#### [MATERIAL SUPPLIED]

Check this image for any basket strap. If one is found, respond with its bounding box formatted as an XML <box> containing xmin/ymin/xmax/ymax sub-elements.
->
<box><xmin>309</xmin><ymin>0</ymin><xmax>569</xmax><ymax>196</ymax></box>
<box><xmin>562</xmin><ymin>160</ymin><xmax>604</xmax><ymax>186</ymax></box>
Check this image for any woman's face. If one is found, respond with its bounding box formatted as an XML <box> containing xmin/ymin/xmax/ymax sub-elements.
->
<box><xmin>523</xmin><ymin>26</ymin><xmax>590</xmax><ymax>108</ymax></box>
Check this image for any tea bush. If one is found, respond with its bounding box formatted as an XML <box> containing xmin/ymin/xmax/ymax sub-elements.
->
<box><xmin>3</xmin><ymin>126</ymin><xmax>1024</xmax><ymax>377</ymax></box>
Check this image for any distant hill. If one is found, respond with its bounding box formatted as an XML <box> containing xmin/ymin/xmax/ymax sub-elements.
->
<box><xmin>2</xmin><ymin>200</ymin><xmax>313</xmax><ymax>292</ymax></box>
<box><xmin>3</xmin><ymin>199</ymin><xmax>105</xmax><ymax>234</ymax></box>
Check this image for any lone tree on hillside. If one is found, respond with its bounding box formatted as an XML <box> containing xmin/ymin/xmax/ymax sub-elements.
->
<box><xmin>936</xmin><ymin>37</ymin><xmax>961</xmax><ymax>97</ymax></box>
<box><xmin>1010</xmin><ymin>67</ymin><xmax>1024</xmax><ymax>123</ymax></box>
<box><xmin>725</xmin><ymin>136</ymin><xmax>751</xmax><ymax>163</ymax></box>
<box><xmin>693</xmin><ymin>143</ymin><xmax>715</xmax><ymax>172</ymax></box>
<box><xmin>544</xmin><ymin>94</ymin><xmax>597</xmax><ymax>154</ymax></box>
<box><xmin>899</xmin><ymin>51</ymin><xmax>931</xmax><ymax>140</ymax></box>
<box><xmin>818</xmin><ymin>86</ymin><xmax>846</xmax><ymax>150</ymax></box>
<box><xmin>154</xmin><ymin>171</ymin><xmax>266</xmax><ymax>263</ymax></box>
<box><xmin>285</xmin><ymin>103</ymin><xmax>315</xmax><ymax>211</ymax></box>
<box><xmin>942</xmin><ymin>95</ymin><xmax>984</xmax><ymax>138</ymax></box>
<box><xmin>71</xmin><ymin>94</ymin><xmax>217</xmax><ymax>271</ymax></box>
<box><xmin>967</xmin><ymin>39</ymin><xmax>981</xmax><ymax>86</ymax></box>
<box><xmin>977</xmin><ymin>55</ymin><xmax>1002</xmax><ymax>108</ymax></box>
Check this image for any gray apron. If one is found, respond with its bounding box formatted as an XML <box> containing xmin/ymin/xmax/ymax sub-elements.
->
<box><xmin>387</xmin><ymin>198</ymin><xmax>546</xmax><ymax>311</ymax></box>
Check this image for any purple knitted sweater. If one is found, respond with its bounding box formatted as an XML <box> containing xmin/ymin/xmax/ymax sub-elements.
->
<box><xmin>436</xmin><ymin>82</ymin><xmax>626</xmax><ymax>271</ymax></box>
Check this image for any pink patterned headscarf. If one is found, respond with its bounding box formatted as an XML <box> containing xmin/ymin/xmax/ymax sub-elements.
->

#### [SHORT TASK]
Would you restate each of the entries word for word?

#### [ANSWER FOR THIS EXERCISE]
Check this image for any basket strap. If one is found, respond with its bounding box formatted as an XML <box> containing xmin/ymin/xmax/ymax sub-elements.
->
<box><xmin>309</xmin><ymin>0</ymin><xmax>569</xmax><ymax>196</ymax></box>
<box><xmin>562</xmin><ymin>160</ymin><xmax>604</xmax><ymax>186</ymax></box>
Check this image for any woman's face. If one is found, respond with its bounding box formatted as an XML <box> containing xmin/ymin/xmax/ymax sub-elements.
->
<box><xmin>523</xmin><ymin>26</ymin><xmax>590</xmax><ymax>108</ymax></box>
Check this image for any tea bush. If one is found, respond with its bounding box formatted as an XML <box> containing xmin/ymin/xmax/ymax sub-elements.
->
<box><xmin>3</xmin><ymin>126</ymin><xmax>1024</xmax><ymax>377</ymax></box>
Check this image for any distant hill. If one is found, respond with its bounding box formatted as an XML <box> containing xmin/ymin/xmax/ymax sub-elements.
->
<box><xmin>2</xmin><ymin>200</ymin><xmax>313</xmax><ymax>292</ymax></box>
<box><xmin>3</xmin><ymin>199</ymin><xmax>105</xmax><ymax>234</ymax></box>
Check this image for any lone tree on hillside. If one is found, respond with its bounding box formatted as an XML <box> containing xmin/ymin/xmax/ymax sub-elements.
->
<box><xmin>936</xmin><ymin>37</ymin><xmax>961</xmax><ymax>97</ymax></box>
<box><xmin>1010</xmin><ymin>67</ymin><xmax>1024</xmax><ymax>123</ymax></box>
<box><xmin>725</xmin><ymin>136</ymin><xmax>751</xmax><ymax>163</ymax></box>
<box><xmin>693</xmin><ymin>143</ymin><xmax>715</xmax><ymax>172</ymax></box>
<box><xmin>544</xmin><ymin>94</ymin><xmax>597</xmax><ymax>154</ymax></box>
<box><xmin>899</xmin><ymin>51</ymin><xmax>931</xmax><ymax>140</ymax></box>
<box><xmin>818</xmin><ymin>86</ymin><xmax>846</xmax><ymax>150</ymax></box>
<box><xmin>154</xmin><ymin>171</ymin><xmax>266</xmax><ymax>263</ymax></box>
<box><xmin>285</xmin><ymin>103</ymin><xmax>315</xmax><ymax>211</ymax></box>
<box><xmin>942</xmin><ymin>95</ymin><xmax>984</xmax><ymax>138</ymax></box>
<box><xmin>71</xmin><ymin>94</ymin><xmax>217</xmax><ymax>271</ymax></box>
<box><xmin>967</xmin><ymin>39</ymin><xmax>981</xmax><ymax>86</ymax></box>
<box><xmin>977</xmin><ymin>55</ymin><xmax>1002</xmax><ymax>108</ymax></box>
Check this image for any gray apron. If one is found, respond with its bounding box formatted as an XML <box> containing xmin/ymin/xmax/ymax sub-elements.
->
<box><xmin>387</xmin><ymin>198</ymin><xmax>546</xmax><ymax>311</ymax></box>
Check this image for any purple knitted sweater. If one is found, respond with its bounding box formatted as an XML <box> containing xmin/ymin/xmax/ymax sub-elements.
->
<box><xmin>436</xmin><ymin>82</ymin><xmax>626</xmax><ymax>271</ymax></box>
Check this image for any pink patterned headscarf. If one is found, respond with its bounding box formatted as an XML <box> containing xmin/ymin/xmax/ymax sub-elements.
->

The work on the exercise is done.